Retype the stretch of the records from their start through the line containing "0,0 -> 640,111", keeping every line the same. Don't include the pictures.

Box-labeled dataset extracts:
———

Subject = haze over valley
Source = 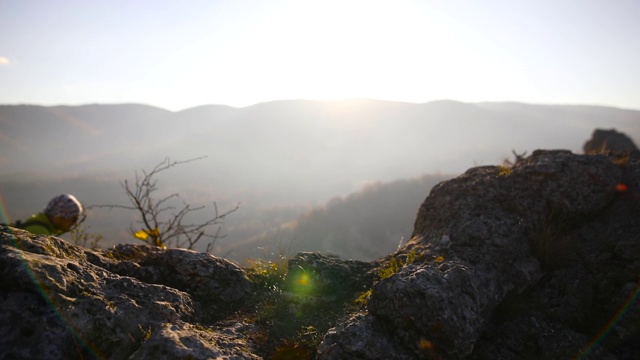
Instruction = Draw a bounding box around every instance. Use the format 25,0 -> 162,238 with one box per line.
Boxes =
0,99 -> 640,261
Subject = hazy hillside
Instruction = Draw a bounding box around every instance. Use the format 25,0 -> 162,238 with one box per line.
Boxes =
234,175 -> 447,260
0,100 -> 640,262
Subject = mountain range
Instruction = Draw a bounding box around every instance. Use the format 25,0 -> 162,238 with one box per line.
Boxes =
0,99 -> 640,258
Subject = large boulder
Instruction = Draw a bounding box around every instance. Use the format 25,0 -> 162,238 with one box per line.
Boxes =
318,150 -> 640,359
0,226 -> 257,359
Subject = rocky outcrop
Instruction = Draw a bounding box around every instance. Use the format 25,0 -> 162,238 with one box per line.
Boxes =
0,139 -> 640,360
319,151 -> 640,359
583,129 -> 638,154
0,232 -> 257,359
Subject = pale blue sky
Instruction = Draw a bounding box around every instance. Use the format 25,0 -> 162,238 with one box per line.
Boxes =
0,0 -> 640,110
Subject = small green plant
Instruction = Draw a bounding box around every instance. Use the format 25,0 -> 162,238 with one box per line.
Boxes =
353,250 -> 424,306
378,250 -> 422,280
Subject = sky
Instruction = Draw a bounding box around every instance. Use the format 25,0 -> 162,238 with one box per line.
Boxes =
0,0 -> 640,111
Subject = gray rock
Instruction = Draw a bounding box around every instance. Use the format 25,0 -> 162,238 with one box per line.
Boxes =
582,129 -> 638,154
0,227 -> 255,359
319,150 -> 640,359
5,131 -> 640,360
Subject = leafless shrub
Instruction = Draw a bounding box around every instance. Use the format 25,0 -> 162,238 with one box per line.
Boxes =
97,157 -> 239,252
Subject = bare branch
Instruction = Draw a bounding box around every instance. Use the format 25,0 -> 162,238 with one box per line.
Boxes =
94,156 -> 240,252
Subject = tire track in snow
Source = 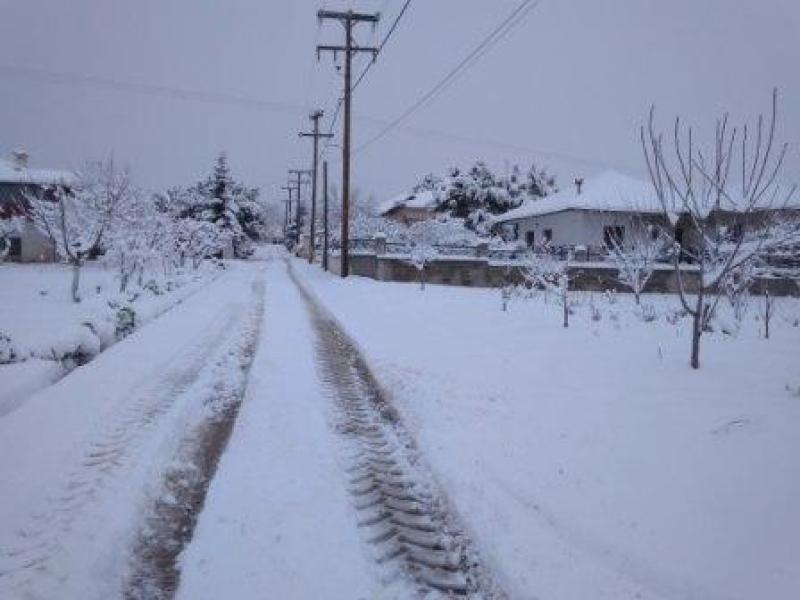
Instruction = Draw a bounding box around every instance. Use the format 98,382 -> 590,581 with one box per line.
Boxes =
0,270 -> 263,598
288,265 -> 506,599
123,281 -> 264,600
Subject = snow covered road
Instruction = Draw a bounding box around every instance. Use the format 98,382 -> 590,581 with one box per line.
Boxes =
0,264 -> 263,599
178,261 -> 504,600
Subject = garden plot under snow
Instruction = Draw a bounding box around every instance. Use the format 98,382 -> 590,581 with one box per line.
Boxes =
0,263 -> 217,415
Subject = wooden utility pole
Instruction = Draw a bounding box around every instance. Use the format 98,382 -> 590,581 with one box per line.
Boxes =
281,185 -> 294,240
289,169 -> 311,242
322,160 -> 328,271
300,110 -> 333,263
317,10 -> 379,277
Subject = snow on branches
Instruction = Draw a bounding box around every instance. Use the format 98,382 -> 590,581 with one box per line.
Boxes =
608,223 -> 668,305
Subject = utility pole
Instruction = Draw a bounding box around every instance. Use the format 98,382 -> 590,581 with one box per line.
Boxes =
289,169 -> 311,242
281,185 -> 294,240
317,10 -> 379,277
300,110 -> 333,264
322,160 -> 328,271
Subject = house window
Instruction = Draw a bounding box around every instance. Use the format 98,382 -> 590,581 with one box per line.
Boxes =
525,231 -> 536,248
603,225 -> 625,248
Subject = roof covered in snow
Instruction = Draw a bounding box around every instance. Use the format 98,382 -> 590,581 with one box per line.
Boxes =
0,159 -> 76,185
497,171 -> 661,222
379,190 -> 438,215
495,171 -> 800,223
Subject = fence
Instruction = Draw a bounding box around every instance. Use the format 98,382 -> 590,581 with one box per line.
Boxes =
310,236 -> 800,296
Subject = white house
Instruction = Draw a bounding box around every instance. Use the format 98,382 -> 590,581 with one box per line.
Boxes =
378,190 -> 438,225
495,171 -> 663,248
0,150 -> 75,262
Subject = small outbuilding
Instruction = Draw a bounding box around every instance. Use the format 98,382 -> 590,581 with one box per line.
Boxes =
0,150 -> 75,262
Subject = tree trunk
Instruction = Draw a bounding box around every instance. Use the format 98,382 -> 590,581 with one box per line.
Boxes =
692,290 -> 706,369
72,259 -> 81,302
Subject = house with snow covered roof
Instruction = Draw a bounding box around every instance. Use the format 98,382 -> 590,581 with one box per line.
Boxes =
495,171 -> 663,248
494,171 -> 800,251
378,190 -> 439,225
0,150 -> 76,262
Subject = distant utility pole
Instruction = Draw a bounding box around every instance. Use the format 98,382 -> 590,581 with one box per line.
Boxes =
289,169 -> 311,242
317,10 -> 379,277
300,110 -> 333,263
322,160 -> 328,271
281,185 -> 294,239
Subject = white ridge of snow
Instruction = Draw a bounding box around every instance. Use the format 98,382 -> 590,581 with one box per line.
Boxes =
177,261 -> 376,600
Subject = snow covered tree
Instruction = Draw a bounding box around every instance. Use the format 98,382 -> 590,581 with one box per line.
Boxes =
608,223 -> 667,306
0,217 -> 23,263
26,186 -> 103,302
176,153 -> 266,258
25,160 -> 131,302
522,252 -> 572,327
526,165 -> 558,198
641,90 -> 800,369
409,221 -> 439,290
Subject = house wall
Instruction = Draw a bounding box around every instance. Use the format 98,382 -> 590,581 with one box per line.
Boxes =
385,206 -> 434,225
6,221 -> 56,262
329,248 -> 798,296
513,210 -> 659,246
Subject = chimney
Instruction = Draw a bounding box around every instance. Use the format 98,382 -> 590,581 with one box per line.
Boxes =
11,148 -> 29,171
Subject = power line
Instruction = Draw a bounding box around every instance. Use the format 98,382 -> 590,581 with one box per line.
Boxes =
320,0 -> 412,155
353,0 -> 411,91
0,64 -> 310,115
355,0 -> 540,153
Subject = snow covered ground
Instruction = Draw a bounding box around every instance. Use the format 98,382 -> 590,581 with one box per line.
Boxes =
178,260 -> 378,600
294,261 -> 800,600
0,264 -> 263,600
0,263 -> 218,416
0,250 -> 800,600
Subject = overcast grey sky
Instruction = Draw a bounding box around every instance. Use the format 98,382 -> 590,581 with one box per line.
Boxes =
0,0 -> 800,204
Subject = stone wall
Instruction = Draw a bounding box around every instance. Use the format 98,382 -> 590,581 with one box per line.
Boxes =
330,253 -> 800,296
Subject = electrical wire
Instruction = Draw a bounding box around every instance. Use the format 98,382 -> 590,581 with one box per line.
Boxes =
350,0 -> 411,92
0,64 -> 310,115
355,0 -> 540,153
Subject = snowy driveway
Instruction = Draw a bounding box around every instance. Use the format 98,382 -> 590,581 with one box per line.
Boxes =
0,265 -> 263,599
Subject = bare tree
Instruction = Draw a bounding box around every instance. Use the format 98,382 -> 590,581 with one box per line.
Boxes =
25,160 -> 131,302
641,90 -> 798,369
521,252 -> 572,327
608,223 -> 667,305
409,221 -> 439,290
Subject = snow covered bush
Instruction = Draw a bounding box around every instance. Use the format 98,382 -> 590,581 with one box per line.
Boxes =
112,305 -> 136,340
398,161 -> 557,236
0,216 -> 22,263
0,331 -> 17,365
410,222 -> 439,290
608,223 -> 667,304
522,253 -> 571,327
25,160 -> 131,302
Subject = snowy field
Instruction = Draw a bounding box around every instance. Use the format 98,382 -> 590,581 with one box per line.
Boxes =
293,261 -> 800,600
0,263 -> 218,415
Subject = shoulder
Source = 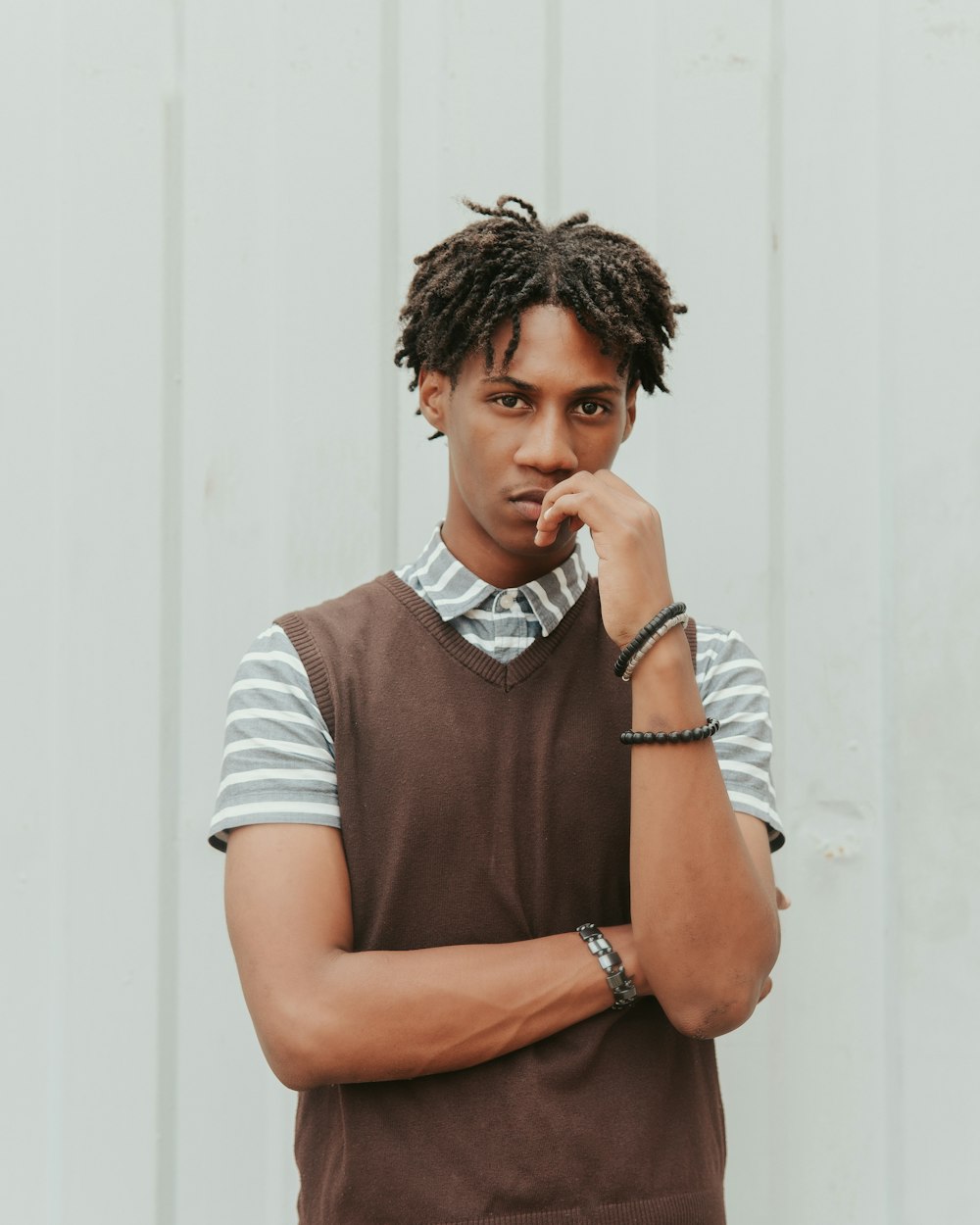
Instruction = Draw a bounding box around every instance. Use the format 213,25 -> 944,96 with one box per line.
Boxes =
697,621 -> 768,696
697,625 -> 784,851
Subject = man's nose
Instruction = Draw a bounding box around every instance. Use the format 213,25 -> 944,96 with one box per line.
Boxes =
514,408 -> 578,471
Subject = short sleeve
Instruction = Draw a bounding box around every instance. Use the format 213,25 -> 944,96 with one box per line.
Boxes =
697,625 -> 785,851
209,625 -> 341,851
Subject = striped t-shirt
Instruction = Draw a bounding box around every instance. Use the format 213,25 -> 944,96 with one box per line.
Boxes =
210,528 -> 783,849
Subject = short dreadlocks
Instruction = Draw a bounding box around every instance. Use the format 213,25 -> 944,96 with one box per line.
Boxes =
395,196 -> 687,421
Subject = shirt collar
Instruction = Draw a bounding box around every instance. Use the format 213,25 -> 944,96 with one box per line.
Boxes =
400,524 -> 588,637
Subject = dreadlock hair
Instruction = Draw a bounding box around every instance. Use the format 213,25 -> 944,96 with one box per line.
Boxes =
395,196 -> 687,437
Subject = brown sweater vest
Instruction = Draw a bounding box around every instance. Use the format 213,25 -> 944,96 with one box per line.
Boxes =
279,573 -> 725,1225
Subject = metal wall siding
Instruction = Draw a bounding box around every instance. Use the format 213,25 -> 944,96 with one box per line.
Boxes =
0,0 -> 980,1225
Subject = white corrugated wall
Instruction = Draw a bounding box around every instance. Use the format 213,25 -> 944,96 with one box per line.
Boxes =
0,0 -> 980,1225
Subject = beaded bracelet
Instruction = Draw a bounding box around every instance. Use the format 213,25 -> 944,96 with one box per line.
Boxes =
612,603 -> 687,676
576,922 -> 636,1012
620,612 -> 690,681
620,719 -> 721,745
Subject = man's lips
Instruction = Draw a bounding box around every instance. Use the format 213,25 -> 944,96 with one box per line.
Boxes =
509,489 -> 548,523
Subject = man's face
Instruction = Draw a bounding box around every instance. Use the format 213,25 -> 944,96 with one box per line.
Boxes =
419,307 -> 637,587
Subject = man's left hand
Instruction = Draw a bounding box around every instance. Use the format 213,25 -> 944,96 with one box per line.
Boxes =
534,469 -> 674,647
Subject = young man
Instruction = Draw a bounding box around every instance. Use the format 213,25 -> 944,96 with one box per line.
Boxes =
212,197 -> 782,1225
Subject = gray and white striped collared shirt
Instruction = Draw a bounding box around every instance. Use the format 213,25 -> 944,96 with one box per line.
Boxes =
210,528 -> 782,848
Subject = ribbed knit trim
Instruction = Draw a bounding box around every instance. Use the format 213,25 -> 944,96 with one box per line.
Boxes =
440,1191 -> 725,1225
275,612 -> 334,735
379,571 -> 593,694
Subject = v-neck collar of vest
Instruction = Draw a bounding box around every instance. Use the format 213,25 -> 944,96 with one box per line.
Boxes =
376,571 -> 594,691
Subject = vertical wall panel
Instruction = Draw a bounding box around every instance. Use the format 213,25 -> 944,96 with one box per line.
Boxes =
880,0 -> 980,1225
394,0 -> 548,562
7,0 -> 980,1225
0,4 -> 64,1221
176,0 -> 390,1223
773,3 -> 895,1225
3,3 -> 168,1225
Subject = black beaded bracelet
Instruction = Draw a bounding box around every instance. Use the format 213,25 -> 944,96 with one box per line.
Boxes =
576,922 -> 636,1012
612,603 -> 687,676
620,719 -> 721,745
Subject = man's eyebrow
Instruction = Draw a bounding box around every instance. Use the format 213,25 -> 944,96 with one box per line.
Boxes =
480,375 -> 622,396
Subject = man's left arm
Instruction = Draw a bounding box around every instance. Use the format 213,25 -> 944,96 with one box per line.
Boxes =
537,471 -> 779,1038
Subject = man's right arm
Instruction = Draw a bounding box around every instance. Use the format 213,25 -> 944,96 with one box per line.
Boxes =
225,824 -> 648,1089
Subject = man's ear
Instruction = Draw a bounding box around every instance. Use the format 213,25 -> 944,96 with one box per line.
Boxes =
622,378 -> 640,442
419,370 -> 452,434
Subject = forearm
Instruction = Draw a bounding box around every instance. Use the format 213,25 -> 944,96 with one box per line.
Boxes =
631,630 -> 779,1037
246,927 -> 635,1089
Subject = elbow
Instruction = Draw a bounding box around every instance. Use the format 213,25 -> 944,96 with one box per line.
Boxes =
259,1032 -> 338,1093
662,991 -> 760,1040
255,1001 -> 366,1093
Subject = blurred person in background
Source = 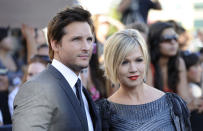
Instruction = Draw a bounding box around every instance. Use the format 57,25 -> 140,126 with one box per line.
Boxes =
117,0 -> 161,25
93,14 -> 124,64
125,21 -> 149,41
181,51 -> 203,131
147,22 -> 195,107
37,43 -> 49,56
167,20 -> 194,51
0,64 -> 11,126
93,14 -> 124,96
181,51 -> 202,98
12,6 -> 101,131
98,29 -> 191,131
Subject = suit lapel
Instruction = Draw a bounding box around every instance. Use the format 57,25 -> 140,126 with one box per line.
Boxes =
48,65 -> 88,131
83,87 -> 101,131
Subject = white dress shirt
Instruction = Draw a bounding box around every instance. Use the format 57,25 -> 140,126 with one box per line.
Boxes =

———

PROBLEM SOLUTION:
Subject = haze over valley
Source = 
Instruction = Draw a bounding box around every instance. Use the format 25,0 -> 162,238 with one box per line.
Boxes =
0,99 -> 640,261
Subject = hazy hillside
Instruction = Draw a bounding box around every instance. Use the format 25,0 -> 162,238 with one box per line.
Boxes =
234,175 -> 447,260
0,100 -> 640,262
Subject = mountain range
Instruction = Draw a bounding box around every instance. Use the format 25,0 -> 162,238 with one box per line.
Boxes =
0,99 -> 640,258
Subject = large boulder
Instruction = Draw a bounding box around every instance. Use the format 25,0 -> 162,238 with one box per line.
Boxes =
318,150 -> 640,359
0,226 -> 257,359
Subject = rocky outcrop
Instruction = Draw a bounding box around every instance. Use the format 25,0 -> 162,238 with one box per line.
Boxes =
0,139 -> 640,360
319,151 -> 640,359
583,129 -> 638,154
0,232 -> 257,359
Subject = pale blue sky
Instruction = Draw a bounding box around every instance. Use the format 25,0 -> 162,238 with one box per line.
Boxes =
0,0 -> 640,110
Subject = small green plant
Instruction = Draw a bounding box around every instance. Use the format 25,0 -> 162,238 with one box per line.
Boxes =
353,250 -> 424,306
378,250 -> 422,280
Subject = sky
Instruction = Draw a bounding box around every instance. Use the format 25,0 -> 162,238 with one box per line.
Boxes =
0,0 -> 640,111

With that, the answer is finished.